— Given records —
>>>>>

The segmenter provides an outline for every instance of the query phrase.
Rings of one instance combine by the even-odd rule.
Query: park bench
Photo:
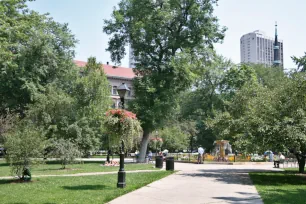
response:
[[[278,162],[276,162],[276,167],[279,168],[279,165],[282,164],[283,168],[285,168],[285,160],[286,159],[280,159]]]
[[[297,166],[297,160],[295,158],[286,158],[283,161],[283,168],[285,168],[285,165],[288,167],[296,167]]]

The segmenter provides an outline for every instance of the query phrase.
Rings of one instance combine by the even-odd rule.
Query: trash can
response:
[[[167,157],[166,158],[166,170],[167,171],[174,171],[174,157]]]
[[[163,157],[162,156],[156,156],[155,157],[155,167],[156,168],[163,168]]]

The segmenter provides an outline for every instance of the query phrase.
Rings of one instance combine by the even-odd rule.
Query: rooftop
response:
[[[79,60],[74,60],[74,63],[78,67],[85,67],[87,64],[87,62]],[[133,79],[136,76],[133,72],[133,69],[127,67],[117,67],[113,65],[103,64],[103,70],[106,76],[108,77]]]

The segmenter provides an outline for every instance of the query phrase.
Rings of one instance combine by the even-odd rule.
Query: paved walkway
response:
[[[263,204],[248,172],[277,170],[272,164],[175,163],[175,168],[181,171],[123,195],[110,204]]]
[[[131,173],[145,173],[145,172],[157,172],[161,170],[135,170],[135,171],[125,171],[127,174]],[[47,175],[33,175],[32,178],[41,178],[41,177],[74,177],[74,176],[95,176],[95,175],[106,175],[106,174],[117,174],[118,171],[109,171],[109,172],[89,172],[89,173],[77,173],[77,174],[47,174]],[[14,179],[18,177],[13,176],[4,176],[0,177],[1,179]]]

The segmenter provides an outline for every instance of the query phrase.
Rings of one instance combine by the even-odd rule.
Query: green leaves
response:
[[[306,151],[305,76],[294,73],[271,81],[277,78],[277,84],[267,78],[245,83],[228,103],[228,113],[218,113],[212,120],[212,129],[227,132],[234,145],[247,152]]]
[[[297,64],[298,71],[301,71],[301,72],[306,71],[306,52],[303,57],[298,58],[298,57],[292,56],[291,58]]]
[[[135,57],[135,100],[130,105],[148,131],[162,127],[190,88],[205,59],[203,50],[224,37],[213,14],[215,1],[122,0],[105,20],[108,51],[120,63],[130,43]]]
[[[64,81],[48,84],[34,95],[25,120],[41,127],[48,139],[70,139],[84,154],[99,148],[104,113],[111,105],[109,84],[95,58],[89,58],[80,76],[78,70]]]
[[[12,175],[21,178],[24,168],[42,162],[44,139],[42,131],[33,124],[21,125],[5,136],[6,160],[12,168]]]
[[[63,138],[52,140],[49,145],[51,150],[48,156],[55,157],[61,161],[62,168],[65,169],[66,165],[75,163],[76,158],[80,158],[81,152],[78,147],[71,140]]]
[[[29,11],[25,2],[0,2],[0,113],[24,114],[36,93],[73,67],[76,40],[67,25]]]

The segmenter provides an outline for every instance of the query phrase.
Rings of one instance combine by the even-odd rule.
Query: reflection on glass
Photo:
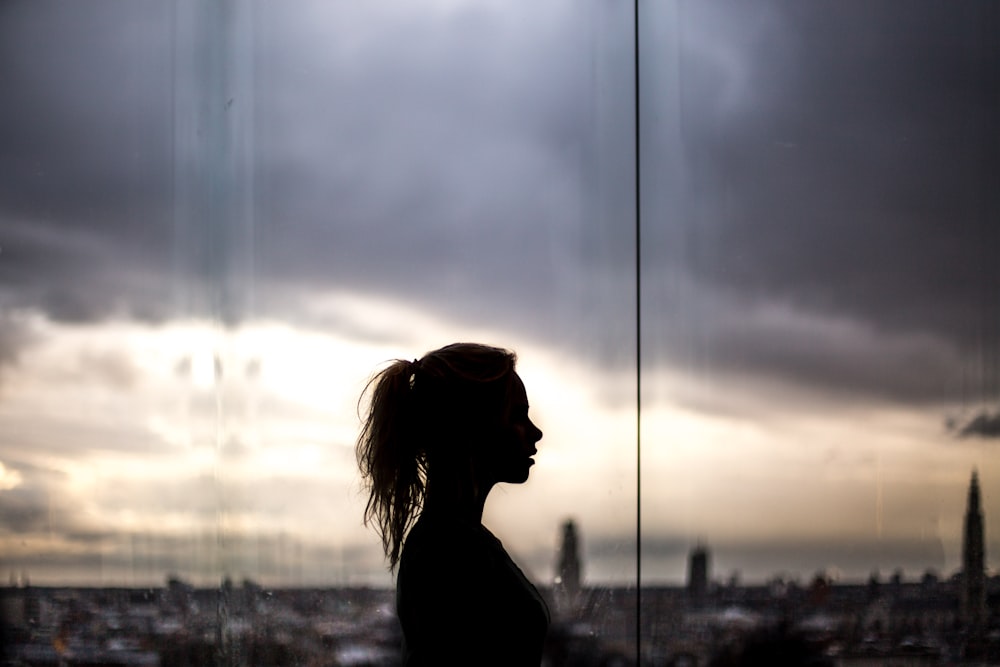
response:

<<<<<
>>>>>

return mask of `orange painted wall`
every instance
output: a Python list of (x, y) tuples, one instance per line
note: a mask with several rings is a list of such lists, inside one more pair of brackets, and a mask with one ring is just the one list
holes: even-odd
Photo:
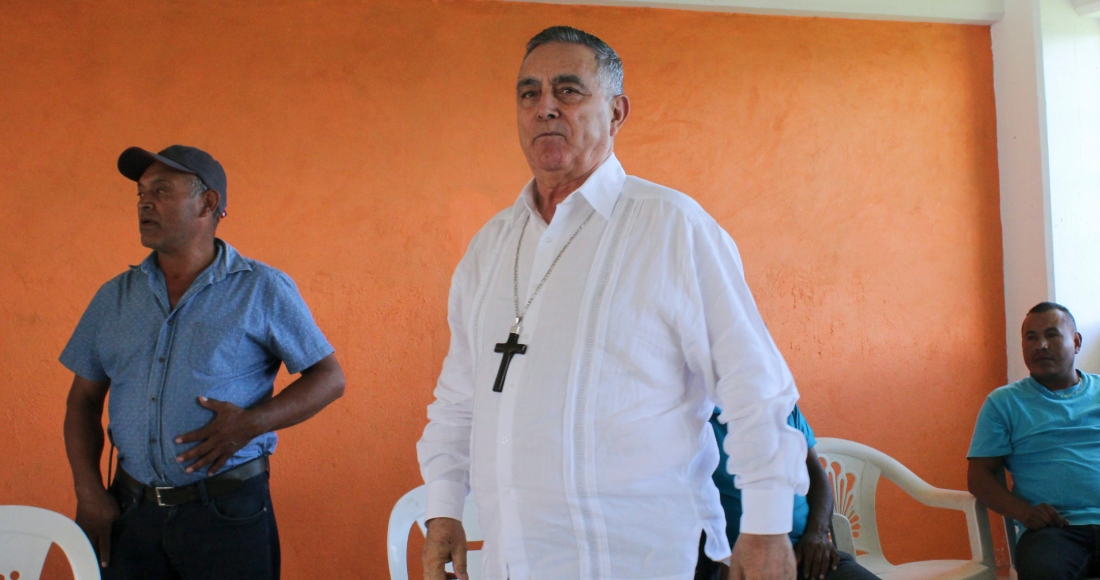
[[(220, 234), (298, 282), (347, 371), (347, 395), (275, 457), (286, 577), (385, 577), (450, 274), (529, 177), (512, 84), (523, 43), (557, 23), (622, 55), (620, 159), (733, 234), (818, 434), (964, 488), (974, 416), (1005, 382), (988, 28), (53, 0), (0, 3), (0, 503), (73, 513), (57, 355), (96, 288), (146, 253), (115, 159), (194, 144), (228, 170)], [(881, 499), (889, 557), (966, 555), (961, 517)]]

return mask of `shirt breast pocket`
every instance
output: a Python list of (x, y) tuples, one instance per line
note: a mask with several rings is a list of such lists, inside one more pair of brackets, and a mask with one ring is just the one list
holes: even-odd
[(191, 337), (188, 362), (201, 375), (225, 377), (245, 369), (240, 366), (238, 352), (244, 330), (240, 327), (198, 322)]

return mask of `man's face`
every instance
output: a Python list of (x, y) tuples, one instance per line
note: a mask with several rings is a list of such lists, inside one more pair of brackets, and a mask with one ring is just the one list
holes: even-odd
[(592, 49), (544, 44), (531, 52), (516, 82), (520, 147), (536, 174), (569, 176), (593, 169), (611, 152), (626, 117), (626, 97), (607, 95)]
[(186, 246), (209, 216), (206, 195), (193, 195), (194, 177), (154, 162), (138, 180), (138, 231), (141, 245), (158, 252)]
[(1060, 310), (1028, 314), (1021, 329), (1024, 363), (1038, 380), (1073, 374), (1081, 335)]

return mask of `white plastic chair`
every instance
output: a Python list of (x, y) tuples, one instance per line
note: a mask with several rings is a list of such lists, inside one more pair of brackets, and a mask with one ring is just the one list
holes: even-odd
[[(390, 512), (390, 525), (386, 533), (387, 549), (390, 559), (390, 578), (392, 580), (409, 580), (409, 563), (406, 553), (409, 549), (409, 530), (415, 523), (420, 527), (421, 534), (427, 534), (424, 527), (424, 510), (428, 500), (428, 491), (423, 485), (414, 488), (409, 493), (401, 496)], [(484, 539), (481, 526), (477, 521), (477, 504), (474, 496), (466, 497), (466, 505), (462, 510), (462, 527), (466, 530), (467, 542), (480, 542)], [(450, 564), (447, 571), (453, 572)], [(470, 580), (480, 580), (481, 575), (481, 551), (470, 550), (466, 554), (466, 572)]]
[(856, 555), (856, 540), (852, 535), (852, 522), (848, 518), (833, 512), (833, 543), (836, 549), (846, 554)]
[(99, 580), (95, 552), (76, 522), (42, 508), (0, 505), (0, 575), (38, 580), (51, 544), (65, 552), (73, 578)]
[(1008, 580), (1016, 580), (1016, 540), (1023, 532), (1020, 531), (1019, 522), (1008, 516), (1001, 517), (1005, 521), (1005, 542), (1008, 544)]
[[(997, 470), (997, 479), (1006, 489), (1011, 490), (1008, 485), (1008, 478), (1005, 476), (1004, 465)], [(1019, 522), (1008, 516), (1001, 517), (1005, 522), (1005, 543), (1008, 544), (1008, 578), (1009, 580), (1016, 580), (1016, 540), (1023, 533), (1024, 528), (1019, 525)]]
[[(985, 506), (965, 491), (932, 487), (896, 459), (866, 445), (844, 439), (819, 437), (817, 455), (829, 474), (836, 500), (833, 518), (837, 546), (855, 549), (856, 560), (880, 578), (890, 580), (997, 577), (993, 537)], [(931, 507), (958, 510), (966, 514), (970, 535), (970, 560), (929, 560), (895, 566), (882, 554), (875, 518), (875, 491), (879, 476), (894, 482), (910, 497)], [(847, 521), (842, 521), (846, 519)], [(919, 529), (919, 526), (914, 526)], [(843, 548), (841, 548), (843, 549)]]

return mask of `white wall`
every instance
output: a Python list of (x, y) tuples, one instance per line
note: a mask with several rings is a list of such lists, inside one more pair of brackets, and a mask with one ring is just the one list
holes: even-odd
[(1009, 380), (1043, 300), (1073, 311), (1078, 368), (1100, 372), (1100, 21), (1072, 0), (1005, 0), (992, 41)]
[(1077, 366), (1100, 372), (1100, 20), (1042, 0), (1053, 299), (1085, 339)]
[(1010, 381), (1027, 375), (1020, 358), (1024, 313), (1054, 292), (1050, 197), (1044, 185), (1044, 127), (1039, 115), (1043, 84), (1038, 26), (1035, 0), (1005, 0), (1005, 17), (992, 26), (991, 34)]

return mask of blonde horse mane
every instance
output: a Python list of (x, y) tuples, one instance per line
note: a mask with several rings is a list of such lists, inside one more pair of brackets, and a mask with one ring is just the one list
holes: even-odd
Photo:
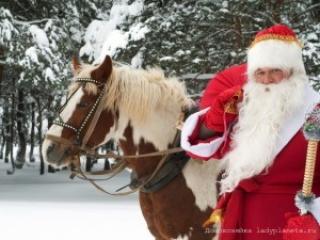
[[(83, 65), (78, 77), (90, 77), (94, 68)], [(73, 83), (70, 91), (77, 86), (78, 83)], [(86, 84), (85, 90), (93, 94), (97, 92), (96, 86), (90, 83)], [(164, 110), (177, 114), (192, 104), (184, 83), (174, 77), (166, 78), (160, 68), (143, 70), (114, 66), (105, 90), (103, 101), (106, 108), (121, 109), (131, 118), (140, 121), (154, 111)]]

<<<<<
>>>>>

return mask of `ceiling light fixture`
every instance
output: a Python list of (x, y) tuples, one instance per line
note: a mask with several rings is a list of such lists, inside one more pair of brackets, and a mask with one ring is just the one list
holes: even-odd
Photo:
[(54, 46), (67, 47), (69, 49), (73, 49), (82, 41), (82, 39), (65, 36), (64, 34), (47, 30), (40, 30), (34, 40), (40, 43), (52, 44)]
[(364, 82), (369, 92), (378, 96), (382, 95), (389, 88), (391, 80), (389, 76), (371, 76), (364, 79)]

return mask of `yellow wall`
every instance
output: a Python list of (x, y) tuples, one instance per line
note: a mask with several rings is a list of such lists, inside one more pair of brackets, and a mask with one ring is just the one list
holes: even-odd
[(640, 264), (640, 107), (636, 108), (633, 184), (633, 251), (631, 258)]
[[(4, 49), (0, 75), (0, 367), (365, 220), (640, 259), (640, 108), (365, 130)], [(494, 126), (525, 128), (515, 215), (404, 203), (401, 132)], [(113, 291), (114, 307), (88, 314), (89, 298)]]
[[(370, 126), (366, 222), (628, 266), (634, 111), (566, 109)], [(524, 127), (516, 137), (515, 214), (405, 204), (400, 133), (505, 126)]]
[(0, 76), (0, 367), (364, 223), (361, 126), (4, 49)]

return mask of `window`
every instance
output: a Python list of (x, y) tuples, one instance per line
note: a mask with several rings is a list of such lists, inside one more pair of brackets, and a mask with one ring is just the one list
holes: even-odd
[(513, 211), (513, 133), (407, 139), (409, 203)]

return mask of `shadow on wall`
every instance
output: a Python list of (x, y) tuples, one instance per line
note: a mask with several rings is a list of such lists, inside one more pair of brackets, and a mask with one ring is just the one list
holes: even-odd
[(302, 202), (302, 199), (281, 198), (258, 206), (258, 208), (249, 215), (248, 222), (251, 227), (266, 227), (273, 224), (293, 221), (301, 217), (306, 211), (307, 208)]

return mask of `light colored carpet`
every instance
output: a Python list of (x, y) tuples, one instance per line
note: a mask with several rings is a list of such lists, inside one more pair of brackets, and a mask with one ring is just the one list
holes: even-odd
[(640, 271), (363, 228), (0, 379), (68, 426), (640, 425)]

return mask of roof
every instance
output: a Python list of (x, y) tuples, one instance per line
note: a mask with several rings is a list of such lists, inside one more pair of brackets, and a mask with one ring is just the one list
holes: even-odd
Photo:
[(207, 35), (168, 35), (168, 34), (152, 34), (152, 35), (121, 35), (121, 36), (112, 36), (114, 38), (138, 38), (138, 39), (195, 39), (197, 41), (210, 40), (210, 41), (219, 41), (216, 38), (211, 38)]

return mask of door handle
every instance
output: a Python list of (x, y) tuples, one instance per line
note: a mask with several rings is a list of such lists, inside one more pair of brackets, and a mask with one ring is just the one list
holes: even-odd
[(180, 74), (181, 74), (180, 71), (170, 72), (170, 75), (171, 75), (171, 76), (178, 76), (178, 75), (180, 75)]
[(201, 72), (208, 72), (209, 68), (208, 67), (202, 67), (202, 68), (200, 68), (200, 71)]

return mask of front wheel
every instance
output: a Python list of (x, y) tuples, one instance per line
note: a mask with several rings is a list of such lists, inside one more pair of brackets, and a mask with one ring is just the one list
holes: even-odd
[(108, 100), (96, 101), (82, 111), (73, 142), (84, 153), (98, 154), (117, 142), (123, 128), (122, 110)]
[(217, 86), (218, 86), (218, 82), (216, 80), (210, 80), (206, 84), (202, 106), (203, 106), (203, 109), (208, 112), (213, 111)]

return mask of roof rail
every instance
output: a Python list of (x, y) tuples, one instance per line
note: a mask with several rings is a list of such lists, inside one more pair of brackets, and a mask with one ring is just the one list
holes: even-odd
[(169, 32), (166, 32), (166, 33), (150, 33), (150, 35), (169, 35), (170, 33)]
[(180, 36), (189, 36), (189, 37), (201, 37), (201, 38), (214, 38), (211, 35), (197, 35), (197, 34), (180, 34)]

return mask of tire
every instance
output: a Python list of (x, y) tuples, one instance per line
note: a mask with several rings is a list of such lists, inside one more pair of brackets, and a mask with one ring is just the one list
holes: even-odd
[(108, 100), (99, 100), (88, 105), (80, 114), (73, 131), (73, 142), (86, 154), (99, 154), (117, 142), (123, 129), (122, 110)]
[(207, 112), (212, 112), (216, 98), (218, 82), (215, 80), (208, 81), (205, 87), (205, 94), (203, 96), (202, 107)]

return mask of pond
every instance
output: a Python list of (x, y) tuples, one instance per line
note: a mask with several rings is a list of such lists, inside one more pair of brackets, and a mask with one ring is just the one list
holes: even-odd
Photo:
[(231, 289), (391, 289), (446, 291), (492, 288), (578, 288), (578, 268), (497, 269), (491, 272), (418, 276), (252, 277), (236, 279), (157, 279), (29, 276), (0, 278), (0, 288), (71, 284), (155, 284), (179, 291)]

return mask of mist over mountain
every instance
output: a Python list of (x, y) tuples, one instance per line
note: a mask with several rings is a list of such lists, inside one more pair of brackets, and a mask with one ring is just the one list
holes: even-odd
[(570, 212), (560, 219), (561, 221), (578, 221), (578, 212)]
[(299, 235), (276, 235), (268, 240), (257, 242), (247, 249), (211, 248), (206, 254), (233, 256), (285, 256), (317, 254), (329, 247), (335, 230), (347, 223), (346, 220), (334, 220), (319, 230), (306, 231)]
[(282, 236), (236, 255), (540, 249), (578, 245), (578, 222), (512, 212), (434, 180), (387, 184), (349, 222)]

<<<<<

— Task objective —
Every line of the listing that includes the word "light" belongs in the answer.

— Finished exercise —
return mask of `ceiling light fixture`
return mask of `light colored carpet`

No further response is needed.